* _LA SOLICITUD_
Cambia "locate" por "mark" en el tramo de las entradas que va desde la línea que contiene "Q: For the blue" hasta el final, ambos extremos incluidos, y escribe de nuevo solo ese tramo sin modificar nada más.

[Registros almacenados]
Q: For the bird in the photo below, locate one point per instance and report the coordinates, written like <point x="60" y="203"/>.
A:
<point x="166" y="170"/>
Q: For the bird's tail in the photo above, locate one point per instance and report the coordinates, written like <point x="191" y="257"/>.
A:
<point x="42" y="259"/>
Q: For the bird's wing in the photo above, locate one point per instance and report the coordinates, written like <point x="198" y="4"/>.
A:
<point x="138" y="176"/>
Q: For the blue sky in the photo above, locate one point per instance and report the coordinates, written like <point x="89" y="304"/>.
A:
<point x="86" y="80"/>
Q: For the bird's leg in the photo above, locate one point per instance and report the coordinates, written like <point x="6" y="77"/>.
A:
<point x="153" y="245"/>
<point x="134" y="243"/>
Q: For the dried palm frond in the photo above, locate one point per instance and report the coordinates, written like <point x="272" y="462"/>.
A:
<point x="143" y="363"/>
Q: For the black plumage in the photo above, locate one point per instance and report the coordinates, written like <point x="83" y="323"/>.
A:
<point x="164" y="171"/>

* _RESULTADO DE LA TAREA_
Q: For the blue sky in the photo above, mark one point per instance and report the coordinates, written like <point x="89" y="304"/>.
A:
<point x="86" y="80"/>
Q: For the bird's leg in the photo above, mark one point per instance and report the coordinates, written like <point x="6" y="77"/>.
A:
<point x="153" y="245"/>
<point x="134" y="243"/>
Q: For the dried palm frond in the photo above, mark one point per instance and report the coordinates, written like <point x="272" y="462"/>.
A:
<point x="143" y="363"/>
Q: For the black plumage in the photo above, mark one point per instance and report the coordinates, written like <point x="83" y="323"/>.
A:
<point x="164" y="171"/>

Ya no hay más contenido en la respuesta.